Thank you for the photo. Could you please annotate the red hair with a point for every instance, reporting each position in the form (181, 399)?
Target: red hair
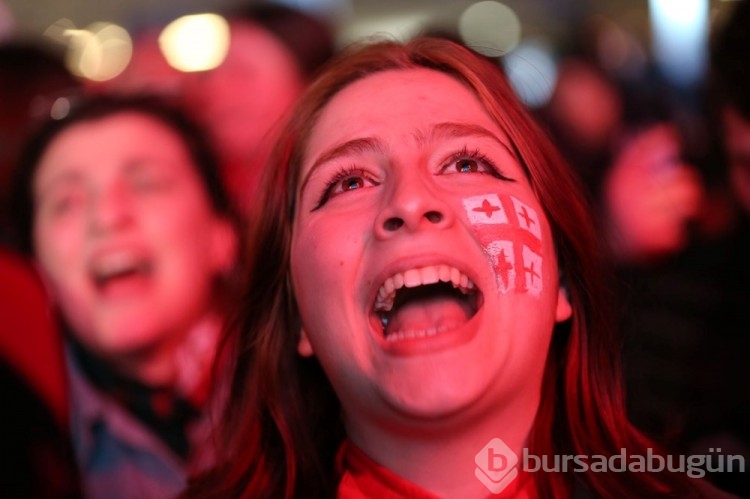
(283, 424)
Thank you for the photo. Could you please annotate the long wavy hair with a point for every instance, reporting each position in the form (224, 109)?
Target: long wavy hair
(283, 423)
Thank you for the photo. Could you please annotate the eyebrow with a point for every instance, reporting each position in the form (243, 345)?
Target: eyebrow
(451, 130)
(439, 131)
(354, 146)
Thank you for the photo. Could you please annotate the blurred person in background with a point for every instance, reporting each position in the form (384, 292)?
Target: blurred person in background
(682, 293)
(274, 51)
(32, 79)
(121, 205)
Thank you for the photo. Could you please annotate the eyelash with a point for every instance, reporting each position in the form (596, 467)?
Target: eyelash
(477, 156)
(353, 171)
(343, 174)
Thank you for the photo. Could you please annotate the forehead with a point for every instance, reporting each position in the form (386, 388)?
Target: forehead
(92, 146)
(396, 104)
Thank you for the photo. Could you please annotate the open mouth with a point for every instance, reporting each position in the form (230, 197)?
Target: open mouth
(118, 269)
(425, 302)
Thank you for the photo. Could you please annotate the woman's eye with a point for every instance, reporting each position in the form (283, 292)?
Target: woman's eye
(466, 161)
(468, 166)
(352, 183)
(348, 179)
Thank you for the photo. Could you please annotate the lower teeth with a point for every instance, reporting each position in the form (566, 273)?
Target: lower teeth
(408, 335)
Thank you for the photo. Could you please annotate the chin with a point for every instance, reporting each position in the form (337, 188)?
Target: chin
(441, 399)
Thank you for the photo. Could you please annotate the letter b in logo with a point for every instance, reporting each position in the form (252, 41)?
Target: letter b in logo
(496, 465)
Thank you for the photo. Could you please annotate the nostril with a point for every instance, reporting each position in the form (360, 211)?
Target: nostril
(434, 216)
(392, 224)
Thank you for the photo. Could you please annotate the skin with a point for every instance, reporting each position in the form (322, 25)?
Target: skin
(421, 406)
(121, 192)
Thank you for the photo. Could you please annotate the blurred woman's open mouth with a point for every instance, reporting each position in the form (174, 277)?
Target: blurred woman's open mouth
(423, 304)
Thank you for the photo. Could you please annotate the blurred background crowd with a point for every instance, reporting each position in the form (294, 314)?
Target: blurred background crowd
(648, 100)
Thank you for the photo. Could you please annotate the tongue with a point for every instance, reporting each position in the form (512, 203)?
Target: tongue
(428, 313)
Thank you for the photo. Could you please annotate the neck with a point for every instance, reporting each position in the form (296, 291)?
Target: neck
(442, 457)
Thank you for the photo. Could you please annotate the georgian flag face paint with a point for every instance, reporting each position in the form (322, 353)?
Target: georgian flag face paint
(511, 237)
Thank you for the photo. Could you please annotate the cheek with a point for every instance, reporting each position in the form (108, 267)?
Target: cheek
(510, 234)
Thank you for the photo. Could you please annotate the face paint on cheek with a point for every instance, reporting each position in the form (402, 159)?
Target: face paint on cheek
(509, 233)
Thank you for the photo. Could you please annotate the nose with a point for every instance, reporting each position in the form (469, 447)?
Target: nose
(411, 204)
(111, 209)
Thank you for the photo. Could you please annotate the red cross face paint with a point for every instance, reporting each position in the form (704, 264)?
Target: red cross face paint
(511, 236)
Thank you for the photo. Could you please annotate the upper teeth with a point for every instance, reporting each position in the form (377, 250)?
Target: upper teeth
(419, 277)
(115, 264)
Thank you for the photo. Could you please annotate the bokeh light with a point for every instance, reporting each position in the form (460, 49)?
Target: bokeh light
(532, 72)
(490, 28)
(99, 52)
(197, 42)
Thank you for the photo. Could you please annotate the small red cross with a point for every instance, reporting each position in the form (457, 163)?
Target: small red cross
(503, 267)
(487, 208)
(526, 216)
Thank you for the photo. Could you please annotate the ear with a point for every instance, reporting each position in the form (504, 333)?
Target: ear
(223, 245)
(564, 310)
(304, 347)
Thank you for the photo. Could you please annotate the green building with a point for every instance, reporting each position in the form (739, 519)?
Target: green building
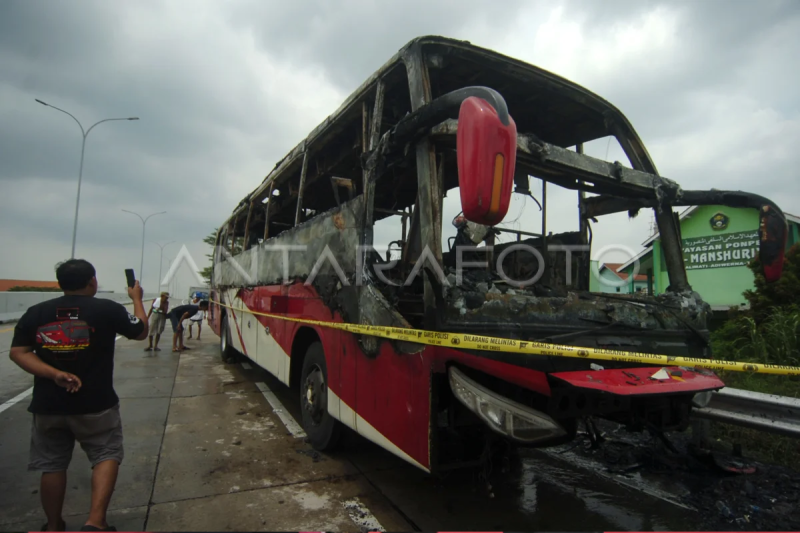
(718, 243)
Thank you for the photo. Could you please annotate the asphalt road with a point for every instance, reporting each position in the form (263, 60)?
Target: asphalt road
(205, 450)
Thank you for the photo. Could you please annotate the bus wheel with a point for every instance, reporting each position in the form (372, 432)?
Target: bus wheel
(322, 429)
(226, 351)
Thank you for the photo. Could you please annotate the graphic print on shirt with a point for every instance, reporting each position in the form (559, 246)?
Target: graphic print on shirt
(66, 337)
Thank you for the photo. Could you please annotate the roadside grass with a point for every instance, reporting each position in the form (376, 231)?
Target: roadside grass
(776, 340)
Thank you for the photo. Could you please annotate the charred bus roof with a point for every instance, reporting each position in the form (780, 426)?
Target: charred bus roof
(559, 111)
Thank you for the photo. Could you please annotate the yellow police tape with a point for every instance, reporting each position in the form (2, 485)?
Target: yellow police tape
(498, 344)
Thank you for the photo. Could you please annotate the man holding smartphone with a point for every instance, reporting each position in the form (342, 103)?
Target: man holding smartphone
(177, 316)
(68, 345)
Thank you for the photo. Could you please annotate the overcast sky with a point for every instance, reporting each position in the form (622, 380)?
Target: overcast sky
(225, 89)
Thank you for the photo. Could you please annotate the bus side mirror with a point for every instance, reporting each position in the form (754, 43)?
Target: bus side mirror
(772, 235)
(487, 152)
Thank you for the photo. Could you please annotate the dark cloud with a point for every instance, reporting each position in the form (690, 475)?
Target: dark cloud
(224, 90)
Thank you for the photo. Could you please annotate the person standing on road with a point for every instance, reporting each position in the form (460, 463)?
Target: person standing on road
(68, 345)
(177, 316)
(157, 317)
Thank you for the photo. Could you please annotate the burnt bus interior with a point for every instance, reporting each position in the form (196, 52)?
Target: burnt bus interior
(328, 169)
(334, 172)
(355, 155)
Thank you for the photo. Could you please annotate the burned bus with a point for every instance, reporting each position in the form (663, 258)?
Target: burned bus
(300, 252)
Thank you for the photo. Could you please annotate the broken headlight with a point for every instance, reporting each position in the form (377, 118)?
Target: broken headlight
(502, 415)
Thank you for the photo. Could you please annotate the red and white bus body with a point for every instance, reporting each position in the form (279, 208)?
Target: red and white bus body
(391, 147)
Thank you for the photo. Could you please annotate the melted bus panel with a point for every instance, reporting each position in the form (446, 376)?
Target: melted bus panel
(309, 242)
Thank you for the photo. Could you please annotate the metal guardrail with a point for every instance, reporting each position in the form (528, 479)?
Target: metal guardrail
(764, 412)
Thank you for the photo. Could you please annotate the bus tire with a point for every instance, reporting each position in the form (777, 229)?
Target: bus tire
(322, 429)
(226, 351)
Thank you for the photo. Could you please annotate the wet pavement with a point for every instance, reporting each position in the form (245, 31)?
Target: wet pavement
(206, 451)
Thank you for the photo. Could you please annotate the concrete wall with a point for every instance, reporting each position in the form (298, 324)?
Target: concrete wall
(14, 304)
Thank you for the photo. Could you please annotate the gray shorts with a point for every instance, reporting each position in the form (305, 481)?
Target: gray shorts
(53, 439)
(157, 323)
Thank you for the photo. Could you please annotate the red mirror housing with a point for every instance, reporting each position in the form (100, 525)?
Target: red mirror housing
(772, 235)
(487, 154)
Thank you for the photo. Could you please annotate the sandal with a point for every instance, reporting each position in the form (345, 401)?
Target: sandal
(62, 528)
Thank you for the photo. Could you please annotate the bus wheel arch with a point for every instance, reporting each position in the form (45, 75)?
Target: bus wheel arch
(304, 337)
(323, 430)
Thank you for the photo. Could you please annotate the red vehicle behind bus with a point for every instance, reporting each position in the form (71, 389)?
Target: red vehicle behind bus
(440, 115)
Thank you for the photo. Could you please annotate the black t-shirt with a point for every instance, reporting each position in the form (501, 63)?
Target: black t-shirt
(75, 334)
(179, 311)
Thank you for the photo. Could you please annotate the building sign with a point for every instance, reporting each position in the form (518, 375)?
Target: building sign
(717, 251)
(719, 221)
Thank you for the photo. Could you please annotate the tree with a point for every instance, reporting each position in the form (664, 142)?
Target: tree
(780, 294)
(210, 240)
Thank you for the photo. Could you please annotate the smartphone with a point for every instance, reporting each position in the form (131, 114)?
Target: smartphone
(130, 276)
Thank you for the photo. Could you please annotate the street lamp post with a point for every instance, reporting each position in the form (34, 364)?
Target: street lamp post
(144, 222)
(84, 133)
(161, 261)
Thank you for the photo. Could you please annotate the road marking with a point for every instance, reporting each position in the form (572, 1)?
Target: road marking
(361, 516)
(16, 399)
(293, 427)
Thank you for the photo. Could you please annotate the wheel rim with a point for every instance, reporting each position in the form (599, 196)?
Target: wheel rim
(315, 397)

**Exercise description:**
Render the lines starting with the line containing "Thank you for the photo. Could you please annotate the tree" and continuing through the last line as a Markdown table with two columns, Row and Line. Number the rows in order, and skip any blank lines.

**Task result:**
| Row | Line |
|---|---|
| 1 | Thank you for the photo. Could you please annotate the tree with a point for every instance, reporting each position in the form (664, 142)? |
| 2 | Target: tree |
| 3 | (780, 294) |
| 4 | (210, 240) |
| 5 | Thank you for the photo. Could you please annotate the smartphone with a point for every instance, reporting each position in the form (131, 114)? |
| 6 | Target: smartphone |
| 7 | (130, 276) |
| 8 | Thank you for the photo. Could you please annotate the street lamp post with a point for every instance, reporting each position in the form (34, 364)? |
| 9 | Target: street lamp post |
| 10 | (144, 222) |
| 11 | (84, 133) |
| 12 | (161, 261) |
| 13 | Thank you for the photo. Could you please annotate the road marking with a point for every instance, reporting each position in the form (572, 1)? |
| 14 | Target: road marking |
| 15 | (361, 516) |
| 16 | (16, 399) |
| 17 | (293, 427) |
| 18 | Thank you for the photo. Could you please annotate the wheel rim with a point for every instance, reporting each position in the form (599, 196)? |
| 19 | Target: wheel rim |
| 20 | (315, 397) |